* **Task to carry out**
Copy the lines of the listing from the one containing "The component shall return one point per instance of the boy" through the end of the listing, and leave out the pictures.

* **Material to process**
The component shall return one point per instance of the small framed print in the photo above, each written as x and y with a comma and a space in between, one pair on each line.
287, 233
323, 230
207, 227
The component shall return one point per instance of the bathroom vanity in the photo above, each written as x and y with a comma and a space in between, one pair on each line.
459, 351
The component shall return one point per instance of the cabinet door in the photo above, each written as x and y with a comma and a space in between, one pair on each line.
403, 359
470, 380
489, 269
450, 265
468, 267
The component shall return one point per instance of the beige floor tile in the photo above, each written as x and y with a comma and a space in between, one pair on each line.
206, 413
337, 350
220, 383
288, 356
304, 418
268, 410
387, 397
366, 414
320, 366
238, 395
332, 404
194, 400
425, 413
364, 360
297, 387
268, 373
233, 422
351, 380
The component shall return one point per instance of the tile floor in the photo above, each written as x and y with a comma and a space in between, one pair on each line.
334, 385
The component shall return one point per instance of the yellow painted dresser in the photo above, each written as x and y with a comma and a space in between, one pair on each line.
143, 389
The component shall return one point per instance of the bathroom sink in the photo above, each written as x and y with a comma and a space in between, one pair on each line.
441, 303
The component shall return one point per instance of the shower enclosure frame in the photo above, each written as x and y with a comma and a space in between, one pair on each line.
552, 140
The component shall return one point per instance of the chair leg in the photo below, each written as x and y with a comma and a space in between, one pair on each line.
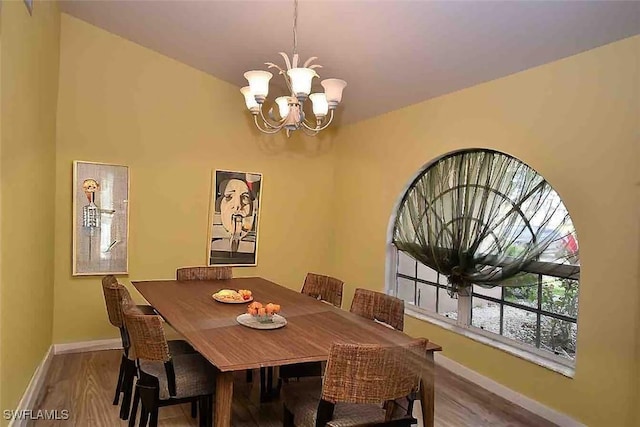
202, 422
134, 409
154, 417
116, 398
210, 412
287, 417
127, 388
144, 416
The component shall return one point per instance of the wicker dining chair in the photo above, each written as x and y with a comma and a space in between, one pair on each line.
378, 306
362, 386
164, 378
114, 295
204, 273
324, 288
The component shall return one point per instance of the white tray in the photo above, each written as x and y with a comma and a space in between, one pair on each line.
227, 301
251, 322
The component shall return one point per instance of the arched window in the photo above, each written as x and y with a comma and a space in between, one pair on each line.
481, 241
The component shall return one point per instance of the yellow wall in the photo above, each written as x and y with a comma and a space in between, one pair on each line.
576, 121
171, 124
29, 80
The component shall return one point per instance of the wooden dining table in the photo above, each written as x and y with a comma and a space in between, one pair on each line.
312, 327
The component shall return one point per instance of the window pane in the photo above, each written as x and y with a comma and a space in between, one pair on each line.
490, 292
406, 290
519, 325
427, 296
426, 273
560, 296
523, 295
558, 336
485, 315
443, 280
447, 306
406, 264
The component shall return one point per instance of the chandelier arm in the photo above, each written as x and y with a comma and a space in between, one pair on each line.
321, 126
266, 130
268, 123
308, 132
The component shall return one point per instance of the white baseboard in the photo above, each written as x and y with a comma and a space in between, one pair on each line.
488, 384
85, 346
29, 399
31, 394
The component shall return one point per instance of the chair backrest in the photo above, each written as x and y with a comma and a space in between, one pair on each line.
378, 306
204, 273
366, 373
325, 288
113, 299
146, 333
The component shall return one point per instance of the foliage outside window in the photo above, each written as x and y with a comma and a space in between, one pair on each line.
484, 241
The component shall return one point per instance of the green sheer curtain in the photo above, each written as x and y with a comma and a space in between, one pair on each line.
483, 217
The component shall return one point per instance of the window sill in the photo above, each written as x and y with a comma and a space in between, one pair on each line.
443, 322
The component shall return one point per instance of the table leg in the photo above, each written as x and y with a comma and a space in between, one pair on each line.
427, 392
224, 396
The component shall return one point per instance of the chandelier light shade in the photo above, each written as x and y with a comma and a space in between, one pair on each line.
299, 81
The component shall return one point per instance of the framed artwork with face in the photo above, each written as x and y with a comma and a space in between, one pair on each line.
100, 218
234, 217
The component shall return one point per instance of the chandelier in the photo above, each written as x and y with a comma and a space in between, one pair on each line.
290, 108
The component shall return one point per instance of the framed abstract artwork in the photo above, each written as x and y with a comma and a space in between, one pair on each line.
29, 5
234, 218
100, 219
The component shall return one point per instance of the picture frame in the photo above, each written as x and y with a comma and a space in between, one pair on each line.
100, 218
29, 5
234, 218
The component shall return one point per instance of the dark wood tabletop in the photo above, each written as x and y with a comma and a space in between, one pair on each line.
212, 329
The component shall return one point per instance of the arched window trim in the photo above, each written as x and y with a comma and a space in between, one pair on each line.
462, 325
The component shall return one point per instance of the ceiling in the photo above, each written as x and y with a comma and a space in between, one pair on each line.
391, 53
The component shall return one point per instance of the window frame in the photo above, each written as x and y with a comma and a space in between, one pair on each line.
462, 325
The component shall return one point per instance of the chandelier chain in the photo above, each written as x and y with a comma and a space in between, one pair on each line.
295, 27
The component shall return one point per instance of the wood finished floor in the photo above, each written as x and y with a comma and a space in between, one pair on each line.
84, 383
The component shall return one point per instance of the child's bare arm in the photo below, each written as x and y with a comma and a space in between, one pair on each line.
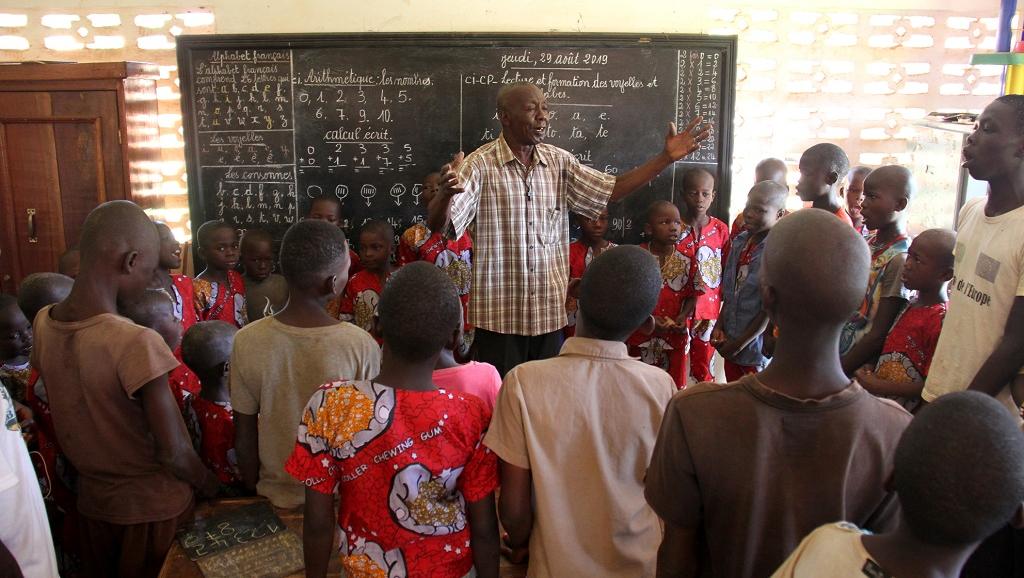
1004, 364
868, 347
483, 536
247, 448
880, 386
515, 503
686, 311
174, 449
677, 555
317, 532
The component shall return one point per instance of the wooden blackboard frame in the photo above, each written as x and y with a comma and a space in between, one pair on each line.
724, 129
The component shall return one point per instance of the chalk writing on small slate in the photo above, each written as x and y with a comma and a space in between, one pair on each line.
280, 554
240, 526
274, 121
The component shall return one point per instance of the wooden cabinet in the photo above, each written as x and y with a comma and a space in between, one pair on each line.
71, 136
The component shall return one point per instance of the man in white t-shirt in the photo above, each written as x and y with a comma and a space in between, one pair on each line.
982, 342
25, 531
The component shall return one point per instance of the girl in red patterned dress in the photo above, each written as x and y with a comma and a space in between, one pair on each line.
704, 241
455, 257
906, 356
666, 346
220, 291
358, 302
415, 485
591, 244
183, 382
206, 348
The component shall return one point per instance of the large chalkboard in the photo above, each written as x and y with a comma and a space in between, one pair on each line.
274, 121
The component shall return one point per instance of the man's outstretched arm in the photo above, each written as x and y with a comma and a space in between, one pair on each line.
677, 146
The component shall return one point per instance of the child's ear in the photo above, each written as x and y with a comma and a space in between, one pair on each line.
648, 326
1018, 519
947, 276
129, 261
456, 339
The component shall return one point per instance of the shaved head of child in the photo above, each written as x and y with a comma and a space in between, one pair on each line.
120, 243
822, 168
326, 208
314, 256
15, 331
420, 312
765, 205
155, 308
626, 270
800, 281
206, 348
41, 289
887, 193
929, 262
257, 253
958, 469
771, 169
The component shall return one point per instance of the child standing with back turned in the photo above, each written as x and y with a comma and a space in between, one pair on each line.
266, 292
416, 485
596, 408
220, 292
742, 471
666, 346
958, 472
737, 335
704, 241
822, 168
887, 193
113, 410
279, 361
906, 356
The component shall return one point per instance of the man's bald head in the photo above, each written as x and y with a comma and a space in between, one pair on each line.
120, 247
817, 267
508, 93
891, 179
117, 226
770, 169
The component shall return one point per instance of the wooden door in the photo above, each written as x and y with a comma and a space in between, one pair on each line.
59, 157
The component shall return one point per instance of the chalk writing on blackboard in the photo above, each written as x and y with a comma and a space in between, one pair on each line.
276, 121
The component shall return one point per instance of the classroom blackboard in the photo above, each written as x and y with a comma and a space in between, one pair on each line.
274, 121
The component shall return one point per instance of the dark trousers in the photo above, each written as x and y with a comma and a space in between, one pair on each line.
135, 550
505, 351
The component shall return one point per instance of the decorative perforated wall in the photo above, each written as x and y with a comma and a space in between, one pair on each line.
858, 78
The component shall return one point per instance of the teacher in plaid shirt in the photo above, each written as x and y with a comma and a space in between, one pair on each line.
519, 192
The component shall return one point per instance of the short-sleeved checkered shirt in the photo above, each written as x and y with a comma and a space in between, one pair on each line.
521, 264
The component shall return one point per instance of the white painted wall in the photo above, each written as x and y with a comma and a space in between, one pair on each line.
240, 16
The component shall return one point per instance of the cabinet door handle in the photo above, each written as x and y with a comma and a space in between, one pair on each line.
32, 225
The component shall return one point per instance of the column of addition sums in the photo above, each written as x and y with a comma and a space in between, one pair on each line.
355, 112
243, 104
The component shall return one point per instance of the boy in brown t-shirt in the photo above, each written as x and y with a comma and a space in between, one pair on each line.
114, 413
753, 466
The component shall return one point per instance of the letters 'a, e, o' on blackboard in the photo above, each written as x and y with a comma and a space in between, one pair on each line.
274, 121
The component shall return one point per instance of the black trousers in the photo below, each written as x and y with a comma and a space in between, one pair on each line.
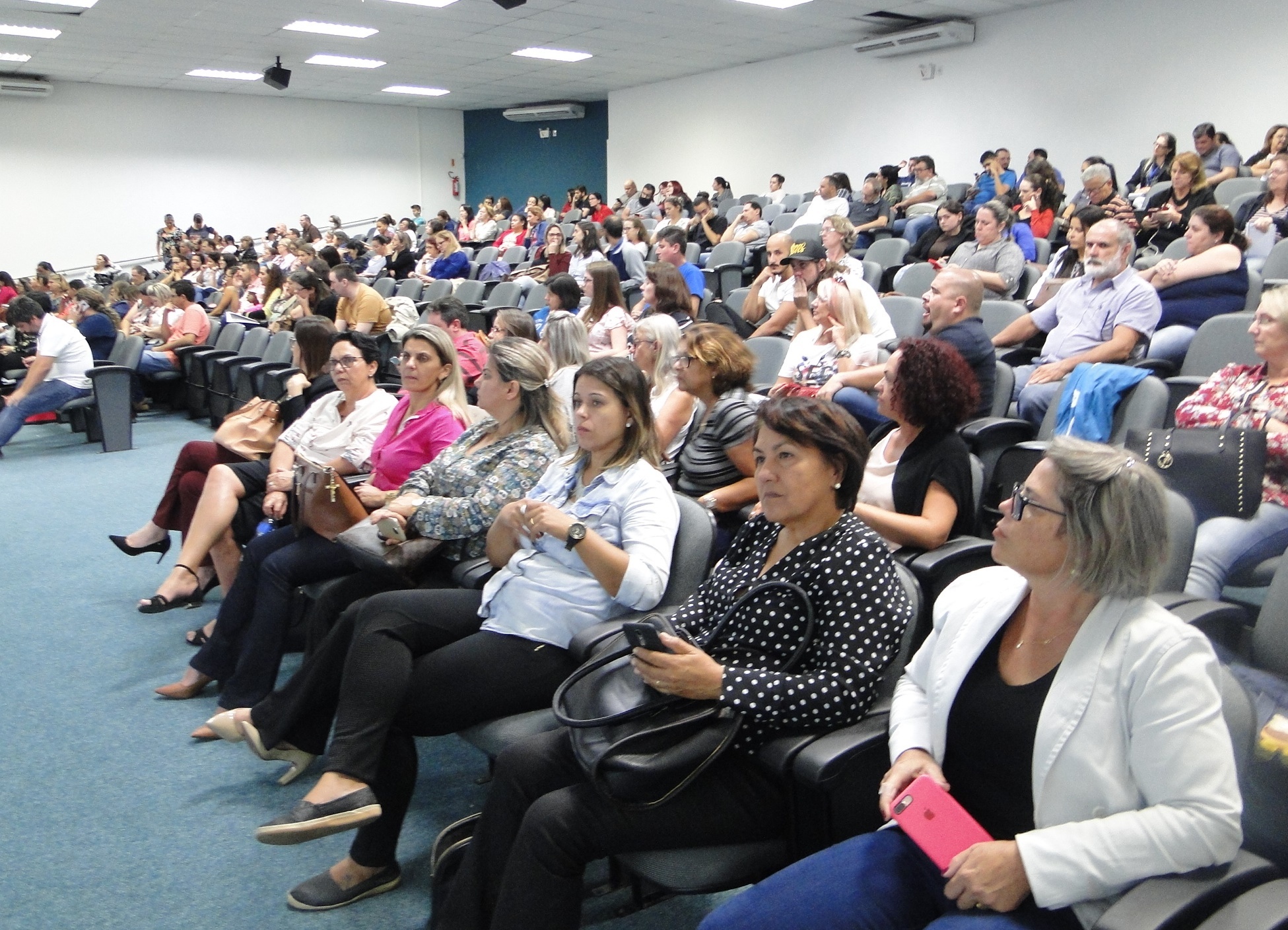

* **Result below**
The component shall return one point per instance of the boy in brown t-shirt in the photo above, each written as x and y with a comma and a space in between, one pair on each line.
114, 413
753, 466
The component shall return one point per instance of the letters 'a, e, o' on blackboard in the photo above, each written as x and y with a comma and a space in between, one pair on each line.
274, 121
The component shall return one point per instance of the black trousers in the photo below, each written as x and y with a comma and a space in between, one pair on each line.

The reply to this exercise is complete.